Try it:
When the word "lamp" shows up in a line of the records below, copy that line.

Listed entries START

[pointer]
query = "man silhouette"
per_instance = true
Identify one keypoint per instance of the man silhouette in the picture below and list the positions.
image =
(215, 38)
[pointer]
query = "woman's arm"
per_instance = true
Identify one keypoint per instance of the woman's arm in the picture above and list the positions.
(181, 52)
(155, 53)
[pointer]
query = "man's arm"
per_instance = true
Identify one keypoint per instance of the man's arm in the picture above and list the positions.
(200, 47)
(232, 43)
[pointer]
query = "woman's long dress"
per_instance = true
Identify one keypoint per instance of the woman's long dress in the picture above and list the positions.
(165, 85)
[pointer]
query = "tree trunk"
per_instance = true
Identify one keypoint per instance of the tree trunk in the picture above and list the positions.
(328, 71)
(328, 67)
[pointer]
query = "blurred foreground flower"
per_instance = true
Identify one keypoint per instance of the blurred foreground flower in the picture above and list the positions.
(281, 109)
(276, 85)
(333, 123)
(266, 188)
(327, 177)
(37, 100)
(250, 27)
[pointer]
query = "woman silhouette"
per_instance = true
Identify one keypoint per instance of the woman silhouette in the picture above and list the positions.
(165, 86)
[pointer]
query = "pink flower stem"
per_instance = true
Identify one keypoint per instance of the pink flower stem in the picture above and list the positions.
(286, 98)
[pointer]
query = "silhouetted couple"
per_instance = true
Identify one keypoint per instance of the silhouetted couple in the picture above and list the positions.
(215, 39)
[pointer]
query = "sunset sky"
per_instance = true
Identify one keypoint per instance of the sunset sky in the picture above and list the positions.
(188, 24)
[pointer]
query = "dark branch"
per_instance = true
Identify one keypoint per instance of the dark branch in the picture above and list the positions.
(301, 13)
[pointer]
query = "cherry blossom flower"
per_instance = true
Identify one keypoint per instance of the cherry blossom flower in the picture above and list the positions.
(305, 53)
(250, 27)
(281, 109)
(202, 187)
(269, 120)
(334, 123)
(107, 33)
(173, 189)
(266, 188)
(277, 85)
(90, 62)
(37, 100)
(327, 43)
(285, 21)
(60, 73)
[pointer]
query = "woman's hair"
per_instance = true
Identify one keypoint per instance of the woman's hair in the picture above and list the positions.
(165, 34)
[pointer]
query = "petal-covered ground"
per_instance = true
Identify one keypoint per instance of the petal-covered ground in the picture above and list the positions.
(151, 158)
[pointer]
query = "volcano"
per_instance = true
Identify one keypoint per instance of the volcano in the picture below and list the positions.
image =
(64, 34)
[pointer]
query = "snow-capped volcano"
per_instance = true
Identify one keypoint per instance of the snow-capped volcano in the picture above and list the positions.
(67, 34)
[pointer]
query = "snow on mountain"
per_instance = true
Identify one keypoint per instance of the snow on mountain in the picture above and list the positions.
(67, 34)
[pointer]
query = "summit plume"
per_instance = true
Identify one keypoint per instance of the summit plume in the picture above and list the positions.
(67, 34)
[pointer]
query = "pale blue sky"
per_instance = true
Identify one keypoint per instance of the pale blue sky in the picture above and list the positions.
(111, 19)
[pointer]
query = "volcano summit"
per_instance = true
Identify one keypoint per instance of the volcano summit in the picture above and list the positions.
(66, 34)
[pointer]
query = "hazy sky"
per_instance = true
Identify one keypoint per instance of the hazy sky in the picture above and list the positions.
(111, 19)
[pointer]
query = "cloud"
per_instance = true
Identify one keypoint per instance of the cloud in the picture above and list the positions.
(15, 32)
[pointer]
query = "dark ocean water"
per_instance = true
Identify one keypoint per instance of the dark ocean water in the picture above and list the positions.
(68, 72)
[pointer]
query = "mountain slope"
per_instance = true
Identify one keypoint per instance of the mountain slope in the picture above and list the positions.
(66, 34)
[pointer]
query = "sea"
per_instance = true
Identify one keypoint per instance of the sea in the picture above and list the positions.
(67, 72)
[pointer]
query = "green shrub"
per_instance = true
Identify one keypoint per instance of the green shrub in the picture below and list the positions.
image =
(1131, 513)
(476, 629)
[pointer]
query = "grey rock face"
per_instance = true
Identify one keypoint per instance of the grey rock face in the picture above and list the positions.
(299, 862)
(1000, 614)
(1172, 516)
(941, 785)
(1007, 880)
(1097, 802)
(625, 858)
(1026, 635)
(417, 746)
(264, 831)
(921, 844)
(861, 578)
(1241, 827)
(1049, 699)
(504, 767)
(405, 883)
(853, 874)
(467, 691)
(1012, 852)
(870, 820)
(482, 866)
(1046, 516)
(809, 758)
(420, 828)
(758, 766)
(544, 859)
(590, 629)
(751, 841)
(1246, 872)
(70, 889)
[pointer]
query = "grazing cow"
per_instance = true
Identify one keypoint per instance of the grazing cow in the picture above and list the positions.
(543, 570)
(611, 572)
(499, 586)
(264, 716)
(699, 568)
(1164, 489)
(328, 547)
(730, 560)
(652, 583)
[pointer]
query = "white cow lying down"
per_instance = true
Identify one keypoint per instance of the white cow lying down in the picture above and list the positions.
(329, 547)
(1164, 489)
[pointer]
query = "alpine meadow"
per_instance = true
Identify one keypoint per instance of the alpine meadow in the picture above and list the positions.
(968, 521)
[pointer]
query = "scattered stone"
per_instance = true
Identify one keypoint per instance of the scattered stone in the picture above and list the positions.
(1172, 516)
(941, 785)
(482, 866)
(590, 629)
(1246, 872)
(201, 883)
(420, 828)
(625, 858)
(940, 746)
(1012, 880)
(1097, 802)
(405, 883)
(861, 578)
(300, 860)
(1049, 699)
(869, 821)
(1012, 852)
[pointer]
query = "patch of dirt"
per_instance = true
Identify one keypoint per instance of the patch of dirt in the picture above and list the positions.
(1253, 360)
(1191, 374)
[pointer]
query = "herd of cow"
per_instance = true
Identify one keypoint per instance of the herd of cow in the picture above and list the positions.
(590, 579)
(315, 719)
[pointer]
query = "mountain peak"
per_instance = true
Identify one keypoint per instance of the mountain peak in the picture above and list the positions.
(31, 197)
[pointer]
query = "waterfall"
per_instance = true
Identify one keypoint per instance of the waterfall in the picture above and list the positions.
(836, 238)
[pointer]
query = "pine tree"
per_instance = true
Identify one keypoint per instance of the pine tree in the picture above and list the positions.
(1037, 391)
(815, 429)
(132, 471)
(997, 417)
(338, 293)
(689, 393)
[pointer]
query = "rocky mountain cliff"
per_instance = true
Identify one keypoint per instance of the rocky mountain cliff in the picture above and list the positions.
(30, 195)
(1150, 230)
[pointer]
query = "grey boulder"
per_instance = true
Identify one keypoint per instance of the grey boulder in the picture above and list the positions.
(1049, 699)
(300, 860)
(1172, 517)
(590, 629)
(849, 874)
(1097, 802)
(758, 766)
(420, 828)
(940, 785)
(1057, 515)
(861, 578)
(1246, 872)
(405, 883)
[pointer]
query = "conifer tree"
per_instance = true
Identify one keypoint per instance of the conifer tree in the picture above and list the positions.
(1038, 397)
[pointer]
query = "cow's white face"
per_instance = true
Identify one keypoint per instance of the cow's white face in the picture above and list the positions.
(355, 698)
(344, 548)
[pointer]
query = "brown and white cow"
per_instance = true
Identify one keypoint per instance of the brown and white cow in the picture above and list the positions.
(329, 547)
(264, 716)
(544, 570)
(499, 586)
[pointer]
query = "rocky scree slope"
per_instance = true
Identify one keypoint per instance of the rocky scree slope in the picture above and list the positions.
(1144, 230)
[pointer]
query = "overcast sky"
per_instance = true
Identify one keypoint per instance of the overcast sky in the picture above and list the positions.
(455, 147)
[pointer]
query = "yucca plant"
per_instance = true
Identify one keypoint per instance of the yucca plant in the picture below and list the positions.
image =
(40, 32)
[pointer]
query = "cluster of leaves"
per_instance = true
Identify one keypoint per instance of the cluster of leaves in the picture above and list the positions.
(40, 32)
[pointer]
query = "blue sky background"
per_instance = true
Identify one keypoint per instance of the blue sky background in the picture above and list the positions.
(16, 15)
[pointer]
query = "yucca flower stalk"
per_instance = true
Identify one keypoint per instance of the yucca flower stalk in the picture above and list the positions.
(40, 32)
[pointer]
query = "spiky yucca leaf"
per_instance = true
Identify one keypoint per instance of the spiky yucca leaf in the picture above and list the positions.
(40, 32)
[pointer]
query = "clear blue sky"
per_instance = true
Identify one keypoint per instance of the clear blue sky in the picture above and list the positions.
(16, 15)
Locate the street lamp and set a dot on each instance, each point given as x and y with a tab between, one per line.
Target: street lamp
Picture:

Listed entries END

Solution:
Locate the street lamp and set a dot on each instance, each point given as x and y with a tab between, one per line.
Target: street lamp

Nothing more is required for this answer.